**Exercise brief:** Apart from any images, the entries are to be output exactly.

**Input data:**
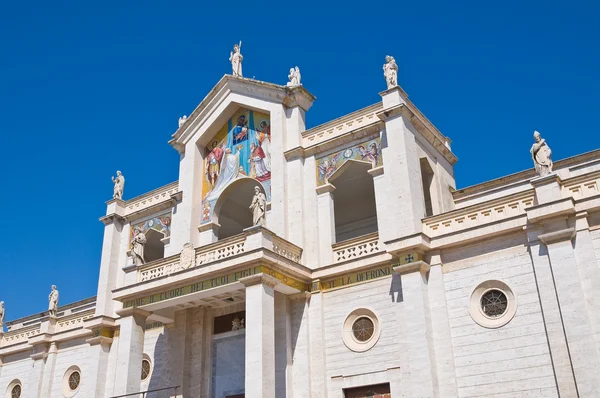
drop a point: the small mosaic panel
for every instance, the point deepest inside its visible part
(368, 151)
(160, 223)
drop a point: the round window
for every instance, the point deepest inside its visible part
(16, 391)
(71, 382)
(492, 304)
(145, 369)
(361, 330)
(74, 380)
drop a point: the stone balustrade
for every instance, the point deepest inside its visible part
(250, 240)
(151, 198)
(356, 248)
(19, 336)
(478, 215)
(72, 321)
(582, 186)
(334, 128)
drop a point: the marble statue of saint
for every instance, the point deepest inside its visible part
(541, 155)
(1, 316)
(236, 59)
(258, 207)
(119, 182)
(137, 246)
(390, 71)
(294, 77)
(53, 301)
(182, 120)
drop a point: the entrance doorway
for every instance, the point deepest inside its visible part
(375, 391)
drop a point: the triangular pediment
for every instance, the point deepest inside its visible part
(226, 98)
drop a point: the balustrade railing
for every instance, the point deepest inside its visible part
(357, 247)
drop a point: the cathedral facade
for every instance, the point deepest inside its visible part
(338, 261)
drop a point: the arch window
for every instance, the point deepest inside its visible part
(355, 211)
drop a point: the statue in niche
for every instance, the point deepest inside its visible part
(237, 324)
(53, 302)
(541, 155)
(119, 182)
(259, 207)
(236, 59)
(182, 120)
(390, 71)
(187, 258)
(294, 77)
(137, 246)
(1, 316)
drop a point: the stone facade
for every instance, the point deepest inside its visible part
(372, 276)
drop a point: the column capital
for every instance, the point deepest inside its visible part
(557, 236)
(327, 188)
(133, 311)
(258, 279)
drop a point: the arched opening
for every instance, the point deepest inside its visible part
(154, 248)
(355, 210)
(232, 210)
(427, 180)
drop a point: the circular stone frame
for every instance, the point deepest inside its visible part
(476, 309)
(66, 388)
(348, 334)
(11, 386)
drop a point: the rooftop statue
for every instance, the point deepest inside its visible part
(53, 302)
(259, 207)
(119, 182)
(294, 77)
(1, 316)
(182, 120)
(236, 60)
(390, 71)
(137, 246)
(541, 155)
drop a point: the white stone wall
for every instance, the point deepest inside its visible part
(338, 304)
(15, 367)
(73, 353)
(513, 359)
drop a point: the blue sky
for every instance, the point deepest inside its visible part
(88, 88)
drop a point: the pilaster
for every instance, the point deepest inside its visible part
(326, 223)
(574, 310)
(301, 380)
(260, 336)
(111, 251)
(403, 198)
(416, 348)
(130, 350)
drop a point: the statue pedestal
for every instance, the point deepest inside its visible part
(547, 188)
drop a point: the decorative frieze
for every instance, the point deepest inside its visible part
(355, 248)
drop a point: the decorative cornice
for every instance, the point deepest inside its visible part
(258, 279)
(557, 236)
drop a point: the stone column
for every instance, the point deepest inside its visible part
(301, 347)
(574, 311)
(36, 373)
(440, 327)
(417, 357)
(260, 336)
(403, 202)
(316, 340)
(326, 223)
(48, 377)
(130, 351)
(111, 252)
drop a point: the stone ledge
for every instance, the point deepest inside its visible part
(558, 208)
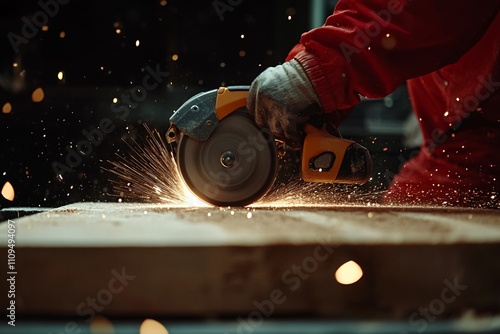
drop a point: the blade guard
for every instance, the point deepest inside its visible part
(330, 159)
(200, 115)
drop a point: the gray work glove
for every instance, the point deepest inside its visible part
(282, 99)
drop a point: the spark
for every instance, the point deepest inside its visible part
(148, 172)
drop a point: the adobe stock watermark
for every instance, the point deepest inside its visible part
(223, 6)
(464, 107)
(31, 28)
(373, 29)
(429, 313)
(94, 304)
(292, 278)
(121, 109)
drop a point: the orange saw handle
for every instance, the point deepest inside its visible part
(332, 159)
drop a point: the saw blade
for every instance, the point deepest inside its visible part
(235, 166)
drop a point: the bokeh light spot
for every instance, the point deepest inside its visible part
(7, 108)
(8, 191)
(38, 95)
(150, 326)
(349, 273)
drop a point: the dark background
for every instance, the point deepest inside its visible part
(100, 64)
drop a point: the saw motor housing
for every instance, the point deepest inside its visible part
(325, 156)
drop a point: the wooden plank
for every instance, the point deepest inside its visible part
(137, 259)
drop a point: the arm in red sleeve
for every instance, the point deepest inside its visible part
(370, 47)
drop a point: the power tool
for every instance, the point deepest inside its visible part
(226, 159)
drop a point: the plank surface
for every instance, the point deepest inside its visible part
(211, 262)
(120, 224)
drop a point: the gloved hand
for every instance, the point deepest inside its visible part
(282, 99)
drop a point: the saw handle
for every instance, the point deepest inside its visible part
(329, 158)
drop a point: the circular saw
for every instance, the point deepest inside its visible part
(225, 159)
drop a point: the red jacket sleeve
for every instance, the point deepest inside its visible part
(370, 47)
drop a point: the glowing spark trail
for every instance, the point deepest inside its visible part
(149, 173)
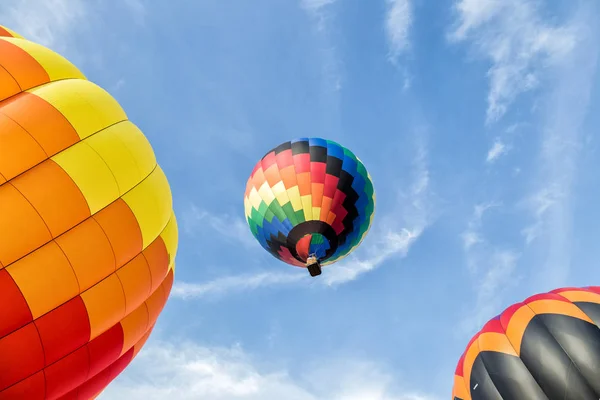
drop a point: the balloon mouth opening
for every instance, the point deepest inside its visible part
(310, 238)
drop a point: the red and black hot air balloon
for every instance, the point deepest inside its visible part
(545, 348)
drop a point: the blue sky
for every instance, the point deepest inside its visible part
(477, 120)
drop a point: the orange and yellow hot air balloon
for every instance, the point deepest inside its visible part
(88, 236)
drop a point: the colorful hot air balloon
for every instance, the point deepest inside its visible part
(87, 232)
(309, 202)
(546, 347)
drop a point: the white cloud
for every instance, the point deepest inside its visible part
(562, 115)
(498, 267)
(321, 13)
(315, 5)
(472, 235)
(492, 269)
(48, 22)
(187, 371)
(236, 283)
(195, 221)
(398, 232)
(516, 40)
(398, 21)
(497, 149)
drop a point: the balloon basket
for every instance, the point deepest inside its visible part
(314, 269)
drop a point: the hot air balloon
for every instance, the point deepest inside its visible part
(87, 232)
(546, 347)
(309, 202)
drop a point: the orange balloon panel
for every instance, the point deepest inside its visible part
(88, 236)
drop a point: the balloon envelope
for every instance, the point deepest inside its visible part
(87, 232)
(546, 347)
(309, 196)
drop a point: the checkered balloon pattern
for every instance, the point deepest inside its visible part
(88, 236)
(309, 196)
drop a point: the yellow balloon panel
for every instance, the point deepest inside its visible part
(88, 236)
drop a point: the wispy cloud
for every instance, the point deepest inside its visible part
(398, 21)
(187, 371)
(321, 12)
(497, 149)
(562, 116)
(516, 40)
(195, 222)
(316, 5)
(497, 275)
(492, 269)
(236, 283)
(472, 235)
(396, 237)
(48, 22)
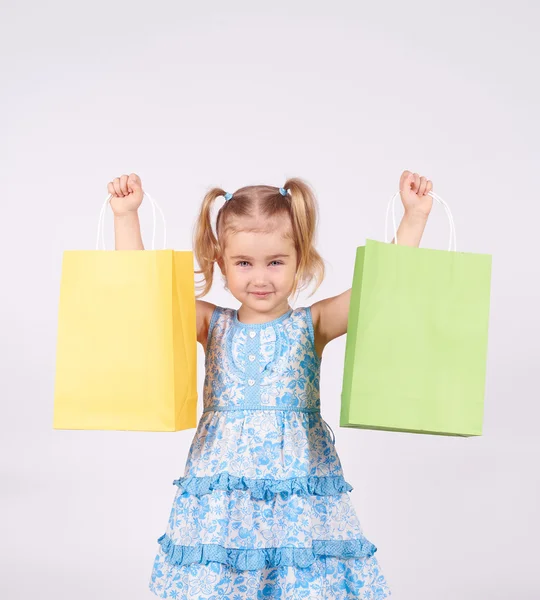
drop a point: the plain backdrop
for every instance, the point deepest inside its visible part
(345, 95)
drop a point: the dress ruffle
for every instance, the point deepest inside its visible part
(265, 489)
(260, 558)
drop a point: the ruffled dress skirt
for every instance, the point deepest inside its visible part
(263, 512)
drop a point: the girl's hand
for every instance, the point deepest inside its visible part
(127, 194)
(414, 194)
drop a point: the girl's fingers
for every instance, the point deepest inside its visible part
(405, 176)
(116, 184)
(123, 184)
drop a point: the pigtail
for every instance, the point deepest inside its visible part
(205, 244)
(304, 217)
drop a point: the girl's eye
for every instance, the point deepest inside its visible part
(241, 263)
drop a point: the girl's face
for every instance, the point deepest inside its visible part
(260, 268)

**Solution to the problem:**
drop a point: the small mosaic panel
for every instance, the point deepest inside its visible part
(368, 151)
(160, 223)
drop a point: the round window
for every instance, the point deepest inside its visible part
(16, 391)
(71, 382)
(492, 304)
(145, 369)
(361, 330)
(74, 380)
drop a point: the stone balustrade
for every instance, the point deepest inside its visible part
(250, 240)
(151, 198)
(356, 248)
(19, 336)
(478, 215)
(72, 321)
(582, 186)
(334, 128)
drop a point: the marble statue of saint
for every instance, the point deepest inside its visible part
(541, 155)
(1, 316)
(236, 59)
(258, 207)
(119, 182)
(137, 246)
(390, 71)
(294, 77)
(53, 301)
(182, 120)
drop a point: the entrance doorway
for every instance, the point deepest inside its visible part
(375, 391)
drop a point: the triangular pediment
for every instance, the point deepest inside its visible part
(226, 98)
drop a point: the balustrade railing
for every instance, the point deepest inside its visible part
(357, 247)
drop a point: the cathedral facade
for every instance, the point deepest inside its visible part
(338, 261)
drop a point: the arch window
for every instance, the point deepest inside its visible part
(355, 211)
drop a point: the statue in niche
for every instance, the point deepest inside its visible part
(237, 324)
(53, 302)
(541, 155)
(119, 182)
(259, 207)
(236, 59)
(182, 120)
(390, 71)
(187, 258)
(294, 77)
(137, 246)
(1, 316)
drop a point: the stone facade
for every instance, the point deepest inside its visible part
(372, 276)
drop a point: the column capital
for every instance, the point deepest inside its visible part
(557, 236)
(327, 188)
(133, 311)
(258, 279)
drop a point: the arched opening
for every instance, the point deepest inside its visible part
(154, 248)
(355, 210)
(232, 210)
(427, 180)
drop a point: the circular stone frame
for every instance, the point deepest inside its visible part
(476, 309)
(66, 388)
(348, 334)
(11, 386)
drop a point: the rooftop statue
for every instance, the point deepest inside its visible part
(53, 302)
(259, 207)
(119, 182)
(294, 77)
(1, 316)
(182, 120)
(236, 60)
(390, 71)
(137, 246)
(541, 155)
drop a point: the white stone wall
for every instance, the point deepest inside its visible part
(338, 304)
(15, 367)
(73, 353)
(513, 359)
drop a point: the blue sky
for every instance, the point deepest inside its visible part
(88, 88)
drop a point: the pilaster
for every instance, the point deepest inside its visible part
(326, 223)
(574, 310)
(301, 380)
(260, 336)
(111, 251)
(403, 198)
(416, 348)
(130, 350)
drop a point: the statue pedestal
for every instance, the point deepest inside its visible part
(547, 188)
drop a point: the decorative frieze
for every instance, the point deepest inside its visible part
(355, 248)
drop a point: the decorative cornice
for every instance, the point deepest inside its visible part
(258, 279)
(557, 236)
drop a point: the stone column
for every instance, the point deepest inside its visible part
(301, 347)
(574, 311)
(36, 373)
(440, 327)
(417, 357)
(260, 336)
(403, 202)
(316, 340)
(326, 223)
(48, 377)
(130, 351)
(111, 252)
drop a point: the stone ledge
for every instance, the point deepest inside its visible part
(558, 208)
drop a point: the blade guard
for every instance, the point deepest inside its visible part
(330, 159)
(200, 115)
drop a point: the gray work glove
for every instance, the point deepest inside its visible part
(282, 99)
drop a point: the spark
for every instance, the point deepest inside its visible part
(148, 172)
drop a point: the adobe stock watermark
for every instance, the point deepest inside its visible part
(223, 6)
(464, 107)
(31, 28)
(373, 29)
(429, 313)
(94, 304)
(292, 278)
(121, 109)
drop a point: the orange saw handle
for every instance, the point deepest inside its visible part
(332, 159)
drop a point: the saw blade
for every instance, the point deepest inside its visible part
(235, 166)
drop a point: the bokeh light spot
for every instance, the point deepest inside its visible part
(7, 108)
(8, 191)
(38, 95)
(150, 326)
(349, 273)
drop a point: the dark background
for every instance, the point deepest inside its visible part
(100, 64)
drop a point: the saw motor housing
for every instance, the point deepest inside its visible part
(325, 156)
drop a point: the wooden plank
for every instance, the point deepest inside its visible part
(137, 259)
drop a point: the arm in red sleeve
for every instance, the point deepest inside its visible part
(370, 47)
drop a point: the power tool
for every instance, the point deepest inside its visible part
(226, 159)
drop a point: the plank surface
for every instance, the point deepest inside its visible part
(211, 262)
(120, 224)
drop a point: the gloved hand
for every instance, the point deepest inside its visible part
(282, 99)
drop a point: the saw handle
for every instance, the point deepest inside its visible part
(329, 158)
drop a point: the circular saw
for every instance, the point deepest inside its visible part
(225, 159)
drop a point: the red jacket sleeve
for every instance, the point deepest inside its visible part
(370, 47)
drop a point: the glowing spark trail
for every instance, the point deepest inside its visible part
(149, 173)
drop a point: the balloon mouth opening
for every instance, the point deepest inside its visible part
(310, 238)
drop a point: the red and black hot air balloon
for every instance, the point deepest inside its visible part
(545, 348)
drop a point: the blue sky
for every instance, the point deepest inside its visible part
(477, 120)
drop a point: the orange and yellow hot air balloon
for every instance, the point deepest inside its visible part
(88, 236)
drop a point: the colorful hot air balloon
for every instance, the point deepest inside its visible part
(87, 232)
(309, 202)
(546, 347)
drop a point: the white cloud
for every instance, the point deepest inside its visible part
(562, 115)
(498, 267)
(321, 13)
(315, 5)
(472, 235)
(492, 269)
(48, 22)
(187, 371)
(236, 283)
(195, 221)
(398, 232)
(516, 40)
(398, 21)
(497, 149)
drop a point: the balloon basket
for every instance, the point deepest inside its visible part
(314, 269)
drop a point: the hot air balloon
for every instance, the point deepest inside its visible part
(87, 232)
(546, 347)
(309, 202)
drop a point: the orange balloon panel
for every instance, the point deepest inside its visible part
(88, 236)
drop a point: the balloon envelope
for every instance, the point deepest inside its visible part
(87, 232)
(546, 347)
(309, 196)
drop a point: the checkered balloon pattern
for every instance, the point deepest inside its visible part
(88, 236)
(309, 196)
drop a point: the yellow balloon panel
for every instance, the point deepest inside its visible part
(88, 236)
drop a point: the wispy cloud
for every instance, the point deepest inside its visible part
(398, 21)
(187, 371)
(321, 12)
(497, 149)
(562, 116)
(516, 40)
(195, 222)
(316, 5)
(497, 275)
(492, 269)
(236, 283)
(472, 235)
(396, 237)
(48, 22)
drop a point: the plain backdrop
for every instance, the point deepest inside its visible part
(345, 95)
drop a point: the dress ruffle
for every instance, the point deepest inside its visible part
(265, 489)
(260, 558)
drop a point: the ruffled dress skirt
for every instance, the point deepest inside its visible part
(263, 512)
drop a point: the girl's hand
for every instance, the point deepest inside its visible part
(127, 194)
(414, 194)
drop a point: the girl's fingers
for every instance, the point deepest inside its visible part
(405, 176)
(116, 184)
(123, 184)
drop a point: the pigtail
for every instance, the point deepest inside its visible part
(205, 244)
(304, 217)
drop a point: the girl's eye
for every instance, the point deepest inside its visible part
(241, 263)
drop a point: the girl's face
for every instance, the point deepest inside its visible part
(260, 268)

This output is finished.